WASHINGTON (AP) — President Barack Obama declared Tuesday that the Ebola epidemic in West Africa could threaten security around the world, and he ordered 3,000 U.S. military personnel to the region in emergency aid muscle for a crisis spiraling out of control.
The question was whether the aid would be enough and was coming in time. An ominous World Health Organization forecast said that with so many people now spreading the virus, the number of Ebola cases could start doubling every three weeks.
“If the outbreak is not stopped now, we could be looking at hundreds of thousands of people affected, with profound economic, political and security implications for all of us,” Obama said Tuesday after briefings in Atlanta with doctors and officials from the Centers for Disease Control and Prevention and Emory University.

Records supplied:
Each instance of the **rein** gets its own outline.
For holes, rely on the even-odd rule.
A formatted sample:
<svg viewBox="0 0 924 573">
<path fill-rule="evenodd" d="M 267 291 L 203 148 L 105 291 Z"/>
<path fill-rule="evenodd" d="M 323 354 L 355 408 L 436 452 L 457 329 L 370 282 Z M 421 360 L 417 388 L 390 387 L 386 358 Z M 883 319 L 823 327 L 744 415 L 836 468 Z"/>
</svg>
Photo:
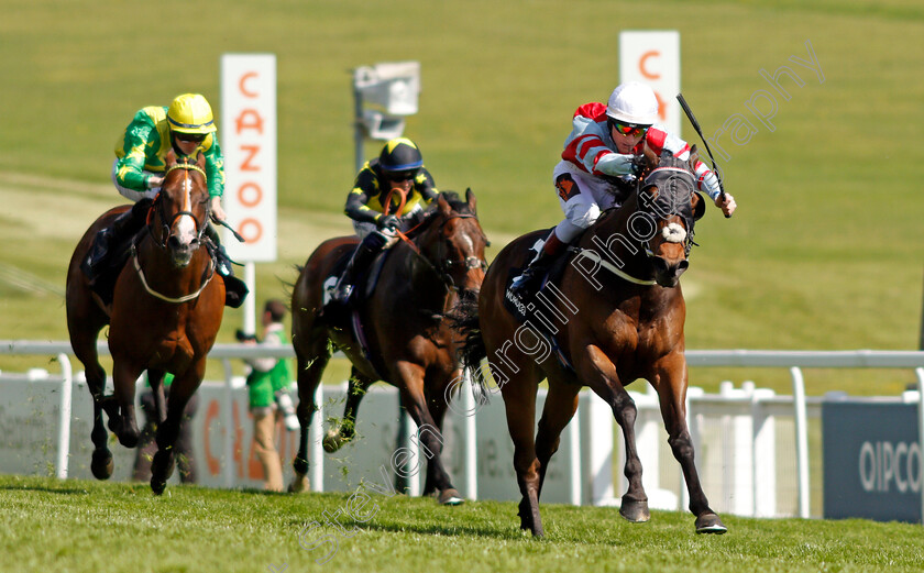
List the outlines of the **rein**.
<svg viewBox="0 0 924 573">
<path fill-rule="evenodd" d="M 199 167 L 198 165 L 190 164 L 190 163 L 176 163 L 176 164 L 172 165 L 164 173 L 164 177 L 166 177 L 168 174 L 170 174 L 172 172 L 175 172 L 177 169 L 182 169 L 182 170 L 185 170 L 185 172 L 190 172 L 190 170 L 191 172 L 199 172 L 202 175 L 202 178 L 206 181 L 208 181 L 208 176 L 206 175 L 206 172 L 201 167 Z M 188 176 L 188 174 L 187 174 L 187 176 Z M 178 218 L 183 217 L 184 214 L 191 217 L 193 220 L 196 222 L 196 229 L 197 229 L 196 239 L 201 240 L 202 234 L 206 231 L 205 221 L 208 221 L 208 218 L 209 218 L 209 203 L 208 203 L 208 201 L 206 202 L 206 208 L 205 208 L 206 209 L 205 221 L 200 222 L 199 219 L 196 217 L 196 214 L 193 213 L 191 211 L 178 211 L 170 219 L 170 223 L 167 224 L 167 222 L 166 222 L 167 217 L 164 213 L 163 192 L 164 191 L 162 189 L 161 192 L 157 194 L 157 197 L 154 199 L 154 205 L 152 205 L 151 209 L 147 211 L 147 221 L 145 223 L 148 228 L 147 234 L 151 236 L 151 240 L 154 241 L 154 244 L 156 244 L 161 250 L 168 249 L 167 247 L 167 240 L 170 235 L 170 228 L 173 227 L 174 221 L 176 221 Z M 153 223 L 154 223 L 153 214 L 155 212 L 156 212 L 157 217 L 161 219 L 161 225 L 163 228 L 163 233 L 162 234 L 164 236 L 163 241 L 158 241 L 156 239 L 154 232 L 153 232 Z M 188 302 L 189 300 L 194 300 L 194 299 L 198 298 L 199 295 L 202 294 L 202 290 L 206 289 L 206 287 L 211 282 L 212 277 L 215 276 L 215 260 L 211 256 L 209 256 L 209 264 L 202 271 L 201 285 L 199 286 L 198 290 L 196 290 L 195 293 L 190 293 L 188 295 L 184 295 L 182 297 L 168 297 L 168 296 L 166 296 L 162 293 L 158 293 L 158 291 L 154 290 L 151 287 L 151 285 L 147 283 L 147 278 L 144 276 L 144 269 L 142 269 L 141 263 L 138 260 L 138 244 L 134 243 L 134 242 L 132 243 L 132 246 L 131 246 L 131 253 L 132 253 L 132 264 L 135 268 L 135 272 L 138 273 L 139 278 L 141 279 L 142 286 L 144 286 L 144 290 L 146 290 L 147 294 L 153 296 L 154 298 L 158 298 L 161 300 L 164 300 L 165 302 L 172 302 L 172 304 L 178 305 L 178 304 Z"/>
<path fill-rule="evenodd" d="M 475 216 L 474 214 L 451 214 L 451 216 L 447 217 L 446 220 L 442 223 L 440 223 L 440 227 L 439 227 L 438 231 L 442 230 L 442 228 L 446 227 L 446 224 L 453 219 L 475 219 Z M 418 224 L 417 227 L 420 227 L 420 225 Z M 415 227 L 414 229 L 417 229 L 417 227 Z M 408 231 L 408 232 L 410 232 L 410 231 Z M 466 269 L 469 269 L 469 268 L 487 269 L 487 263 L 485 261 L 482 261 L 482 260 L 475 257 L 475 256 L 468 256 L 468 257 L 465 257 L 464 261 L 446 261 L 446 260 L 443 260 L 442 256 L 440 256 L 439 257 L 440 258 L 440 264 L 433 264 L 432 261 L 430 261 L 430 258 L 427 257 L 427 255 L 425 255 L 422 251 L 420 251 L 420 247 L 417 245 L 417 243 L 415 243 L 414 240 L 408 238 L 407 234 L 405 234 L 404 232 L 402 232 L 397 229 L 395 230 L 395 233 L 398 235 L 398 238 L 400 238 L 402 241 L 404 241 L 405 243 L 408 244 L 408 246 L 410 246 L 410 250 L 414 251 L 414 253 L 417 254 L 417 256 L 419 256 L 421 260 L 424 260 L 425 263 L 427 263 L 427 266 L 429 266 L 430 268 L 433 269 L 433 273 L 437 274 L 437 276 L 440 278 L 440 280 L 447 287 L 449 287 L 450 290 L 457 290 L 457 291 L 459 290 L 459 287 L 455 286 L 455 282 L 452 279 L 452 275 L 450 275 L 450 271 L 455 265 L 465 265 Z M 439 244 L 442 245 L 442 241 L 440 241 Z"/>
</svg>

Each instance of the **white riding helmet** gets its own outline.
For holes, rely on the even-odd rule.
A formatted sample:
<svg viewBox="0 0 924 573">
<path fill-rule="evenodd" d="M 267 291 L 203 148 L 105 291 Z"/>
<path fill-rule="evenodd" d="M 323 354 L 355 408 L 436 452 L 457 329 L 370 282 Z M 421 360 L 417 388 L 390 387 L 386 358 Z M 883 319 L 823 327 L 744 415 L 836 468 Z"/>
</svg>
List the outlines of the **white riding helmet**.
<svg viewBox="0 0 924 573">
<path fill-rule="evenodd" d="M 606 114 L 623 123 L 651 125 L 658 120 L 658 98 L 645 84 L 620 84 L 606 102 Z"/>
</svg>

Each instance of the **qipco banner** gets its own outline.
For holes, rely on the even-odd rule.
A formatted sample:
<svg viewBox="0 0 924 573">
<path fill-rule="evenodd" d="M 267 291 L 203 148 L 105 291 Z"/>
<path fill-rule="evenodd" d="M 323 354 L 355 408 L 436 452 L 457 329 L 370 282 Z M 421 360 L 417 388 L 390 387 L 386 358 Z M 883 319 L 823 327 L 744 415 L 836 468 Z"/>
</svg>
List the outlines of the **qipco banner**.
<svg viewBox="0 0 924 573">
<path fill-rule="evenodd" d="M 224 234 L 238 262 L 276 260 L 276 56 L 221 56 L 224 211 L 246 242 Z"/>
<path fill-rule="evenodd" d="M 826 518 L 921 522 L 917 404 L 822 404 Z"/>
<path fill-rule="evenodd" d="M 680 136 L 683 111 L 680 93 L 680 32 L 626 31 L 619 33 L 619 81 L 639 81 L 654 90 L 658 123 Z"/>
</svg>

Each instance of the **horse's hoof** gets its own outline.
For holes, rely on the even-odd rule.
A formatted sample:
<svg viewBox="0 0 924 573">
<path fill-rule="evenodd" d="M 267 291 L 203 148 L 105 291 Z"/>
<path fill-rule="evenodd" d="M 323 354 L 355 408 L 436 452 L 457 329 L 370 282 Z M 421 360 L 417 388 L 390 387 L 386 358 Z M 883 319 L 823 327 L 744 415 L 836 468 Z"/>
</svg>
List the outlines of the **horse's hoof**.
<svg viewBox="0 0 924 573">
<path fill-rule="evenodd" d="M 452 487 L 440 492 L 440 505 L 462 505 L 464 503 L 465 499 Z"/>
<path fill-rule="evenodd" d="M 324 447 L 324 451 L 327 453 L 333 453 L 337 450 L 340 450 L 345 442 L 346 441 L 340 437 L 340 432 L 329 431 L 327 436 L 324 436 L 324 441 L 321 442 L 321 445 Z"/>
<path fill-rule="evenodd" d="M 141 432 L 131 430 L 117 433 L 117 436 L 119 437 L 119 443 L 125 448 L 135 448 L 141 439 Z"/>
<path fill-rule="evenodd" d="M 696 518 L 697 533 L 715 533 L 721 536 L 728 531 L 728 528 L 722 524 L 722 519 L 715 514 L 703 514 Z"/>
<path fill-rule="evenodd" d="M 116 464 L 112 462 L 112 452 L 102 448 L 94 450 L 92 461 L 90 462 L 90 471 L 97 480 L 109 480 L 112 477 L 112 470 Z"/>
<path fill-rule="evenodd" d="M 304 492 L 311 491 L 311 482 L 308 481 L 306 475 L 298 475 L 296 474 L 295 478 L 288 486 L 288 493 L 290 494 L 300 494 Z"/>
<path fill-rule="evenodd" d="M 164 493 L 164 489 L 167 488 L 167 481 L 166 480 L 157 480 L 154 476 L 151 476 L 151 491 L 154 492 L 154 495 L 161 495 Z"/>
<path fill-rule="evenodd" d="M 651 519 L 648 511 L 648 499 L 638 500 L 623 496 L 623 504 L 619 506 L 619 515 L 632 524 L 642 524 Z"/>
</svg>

* * *

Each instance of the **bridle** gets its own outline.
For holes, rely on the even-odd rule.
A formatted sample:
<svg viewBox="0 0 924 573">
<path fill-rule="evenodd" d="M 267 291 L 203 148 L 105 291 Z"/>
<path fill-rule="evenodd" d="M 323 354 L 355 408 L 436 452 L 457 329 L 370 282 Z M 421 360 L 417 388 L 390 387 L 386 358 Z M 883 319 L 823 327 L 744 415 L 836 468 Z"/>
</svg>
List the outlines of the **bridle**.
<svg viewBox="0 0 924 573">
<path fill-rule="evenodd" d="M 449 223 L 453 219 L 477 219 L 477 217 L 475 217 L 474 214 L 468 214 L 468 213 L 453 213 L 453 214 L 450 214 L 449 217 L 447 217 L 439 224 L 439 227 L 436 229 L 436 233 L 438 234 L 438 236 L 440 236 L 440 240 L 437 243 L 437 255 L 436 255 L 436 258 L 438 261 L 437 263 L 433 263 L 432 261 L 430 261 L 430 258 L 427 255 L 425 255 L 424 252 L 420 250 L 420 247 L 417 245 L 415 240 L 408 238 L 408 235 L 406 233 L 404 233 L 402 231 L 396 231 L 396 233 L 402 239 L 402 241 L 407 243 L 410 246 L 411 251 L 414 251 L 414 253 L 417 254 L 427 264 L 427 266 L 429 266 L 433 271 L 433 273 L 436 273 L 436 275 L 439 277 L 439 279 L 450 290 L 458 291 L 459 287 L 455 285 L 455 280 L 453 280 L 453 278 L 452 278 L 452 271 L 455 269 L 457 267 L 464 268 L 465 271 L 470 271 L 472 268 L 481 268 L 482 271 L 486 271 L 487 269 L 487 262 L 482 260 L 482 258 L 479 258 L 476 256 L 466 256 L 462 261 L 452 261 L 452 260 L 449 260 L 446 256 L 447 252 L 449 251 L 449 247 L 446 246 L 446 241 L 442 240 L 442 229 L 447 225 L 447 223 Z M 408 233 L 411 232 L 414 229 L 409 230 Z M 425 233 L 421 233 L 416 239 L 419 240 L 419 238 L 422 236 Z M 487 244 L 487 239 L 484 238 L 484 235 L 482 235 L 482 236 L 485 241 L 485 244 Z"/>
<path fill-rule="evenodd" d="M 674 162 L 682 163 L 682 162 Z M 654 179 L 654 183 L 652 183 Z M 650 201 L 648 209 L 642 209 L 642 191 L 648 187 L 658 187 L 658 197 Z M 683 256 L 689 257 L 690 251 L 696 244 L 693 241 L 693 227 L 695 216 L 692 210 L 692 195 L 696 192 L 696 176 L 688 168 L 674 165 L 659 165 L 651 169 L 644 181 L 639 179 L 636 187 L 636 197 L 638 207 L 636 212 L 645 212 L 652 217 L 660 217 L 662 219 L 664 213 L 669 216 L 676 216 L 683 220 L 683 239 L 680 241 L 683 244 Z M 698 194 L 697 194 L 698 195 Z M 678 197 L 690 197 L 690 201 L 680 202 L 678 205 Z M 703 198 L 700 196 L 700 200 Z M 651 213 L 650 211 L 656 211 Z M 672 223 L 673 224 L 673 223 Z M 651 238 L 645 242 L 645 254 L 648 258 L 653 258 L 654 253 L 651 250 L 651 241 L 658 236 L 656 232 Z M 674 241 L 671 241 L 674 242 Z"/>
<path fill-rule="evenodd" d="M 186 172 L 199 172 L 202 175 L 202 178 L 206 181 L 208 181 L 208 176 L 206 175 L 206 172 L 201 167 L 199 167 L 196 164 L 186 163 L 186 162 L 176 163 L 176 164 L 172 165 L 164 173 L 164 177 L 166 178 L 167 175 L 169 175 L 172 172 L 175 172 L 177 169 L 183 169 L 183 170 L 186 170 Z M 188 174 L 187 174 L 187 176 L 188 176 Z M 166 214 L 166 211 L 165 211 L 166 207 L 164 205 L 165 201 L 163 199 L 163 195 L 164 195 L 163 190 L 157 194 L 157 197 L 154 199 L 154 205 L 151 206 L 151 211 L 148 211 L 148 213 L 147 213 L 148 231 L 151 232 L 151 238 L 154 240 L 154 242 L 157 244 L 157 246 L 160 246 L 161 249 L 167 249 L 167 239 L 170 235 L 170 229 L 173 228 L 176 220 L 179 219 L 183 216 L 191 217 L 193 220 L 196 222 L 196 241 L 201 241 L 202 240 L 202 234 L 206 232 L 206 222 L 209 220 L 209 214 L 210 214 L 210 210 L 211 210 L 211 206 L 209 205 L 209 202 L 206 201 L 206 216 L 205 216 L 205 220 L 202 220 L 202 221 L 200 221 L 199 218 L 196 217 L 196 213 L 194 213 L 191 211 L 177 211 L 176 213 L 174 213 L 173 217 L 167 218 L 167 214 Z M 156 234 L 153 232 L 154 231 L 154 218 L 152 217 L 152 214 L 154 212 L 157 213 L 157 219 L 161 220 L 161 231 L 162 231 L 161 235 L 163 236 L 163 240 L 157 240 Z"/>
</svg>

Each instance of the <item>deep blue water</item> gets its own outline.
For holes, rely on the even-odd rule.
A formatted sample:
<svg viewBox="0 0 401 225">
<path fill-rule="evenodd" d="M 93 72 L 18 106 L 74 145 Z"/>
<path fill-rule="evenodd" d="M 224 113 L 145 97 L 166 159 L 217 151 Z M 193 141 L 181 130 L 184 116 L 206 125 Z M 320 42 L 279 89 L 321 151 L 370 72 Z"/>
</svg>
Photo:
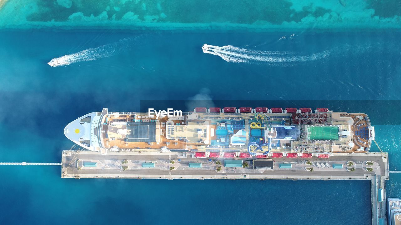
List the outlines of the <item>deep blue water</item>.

What you need to do:
• 1. List the kinds of implications that Obama, in his quoted remarks in the Ebola article, says the outbreak could have.
• 2. Copy the passage of the Ebola article starting at "WASHINGTON (AP) —" and ending at "and Emory University.".

Responses by item number:
• 1.
economic
political
security

• 2.
WASHINGTON (AP) — President Barack Obama declared Tuesday that the Ebola epidemic in West Africa could threaten security around the world, and he ordered 3,000 U.S. military personnel to the region in emergency aid muscle for a crisis spiraling out of control.
The question was whether the aid would be enough and was coming in time. An ominous World Health Organization forecast said that with so many people now spreading the virus, the number of Ebola cases could start doubling every three weeks.
“If the outbreak is not stopped now, we could be looking at hundreds of thousands of people affected, with profound economic, political and security implications for all of us,” Obama said Tuesday after briefings in Atlanta with doctors and officials from the Centers for Disease Control and Prevention and Emory University.